Copy verbatim every line from the one containing "target: <item>moss-covered ground</item>" through the final line of the items.
⟨
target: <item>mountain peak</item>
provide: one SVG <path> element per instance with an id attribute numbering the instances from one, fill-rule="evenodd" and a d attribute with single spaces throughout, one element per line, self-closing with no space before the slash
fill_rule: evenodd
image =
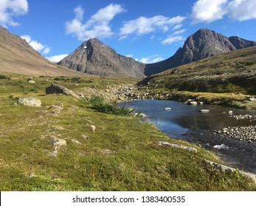
<path id="1" fill-rule="evenodd" d="M 206 57 L 254 46 L 256 46 L 255 41 L 238 37 L 227 38 L 208 29 L 200 29 L 187 38 L 183 47 L 173 56 L 162 62 L 147 65 L 145 74 L 152 75 Z"/>
<path id="2" fill-rule="evenodd" d="M 121 54 L 97 38 L 84 41 L 58 65 L 100 76 L 144 78 L 145 64 Z"/>

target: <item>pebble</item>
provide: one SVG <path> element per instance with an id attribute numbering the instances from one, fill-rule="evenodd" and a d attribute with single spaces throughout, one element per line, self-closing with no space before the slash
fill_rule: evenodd
<path id="1" fill-rule="evenodd" d="M 221 134 L 224 137 L 240 141 L 249 142 L 256 141 L 256 126 L 229 127 L 222 129 L 215 130 L 213 133 Z"/>

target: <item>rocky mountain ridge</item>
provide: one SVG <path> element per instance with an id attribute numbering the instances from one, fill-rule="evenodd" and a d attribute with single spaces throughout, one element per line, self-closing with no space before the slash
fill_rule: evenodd
<path id="1" fill-rule="evenodd" d="M 83 42 L 58 65 L 86 74 L 142 79 L 145 64 L 119 54 L 96 38 Z"/>
<path id="2" fill-rule="evenodd" d="M 236 36 L 227 38 L 214 31 L 201 29 L 190 35 L 183 47 L 179 48 L 173 56 L 159 63 L 146 65 L 145 74 L 151 76 L 206 57 L 254 46 L 256 46 L 256 41 Z"/>
<path id="3" fill-rule="evenodd" d="M 48 61 L 20 36 L 0 26 L 0 72 L 49 76 L 83 76 Z"/>

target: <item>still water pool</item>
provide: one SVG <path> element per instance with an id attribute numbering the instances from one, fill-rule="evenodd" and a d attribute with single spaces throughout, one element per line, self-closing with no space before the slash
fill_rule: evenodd
<path id="1" fill-rule="evenodd" d="M 234 109 L 219 105 L 187 105 L 168 100 L 135 100 L 122 102 L 120 106 L 132 107 L 147 117 L 142 121 L 152 121 L 161 131 L 173 138 L 179 138 L 190 130 L 220 129 L 227 127 L 254 125 L 248 120 L 236 120 L 232 115 L 256 115 L 255 110 Z M 170 107 L 170 110 L 165 110 Z M 209 113 L 199 112 L 209 110 Z"/>

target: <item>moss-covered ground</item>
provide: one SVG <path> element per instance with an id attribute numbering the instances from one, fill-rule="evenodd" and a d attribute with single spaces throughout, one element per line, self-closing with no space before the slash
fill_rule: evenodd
⟩
CORRECT RESPONSE =
target: <item>moss-covered ground</item>
provide: one SVG <path> element per instance with an id attribute numbering the instances from one, fill-rule="evenodd" and a d attribute with single spaces throughout, one element per line, self-closing with no space before the slash
fill_rule: evenodd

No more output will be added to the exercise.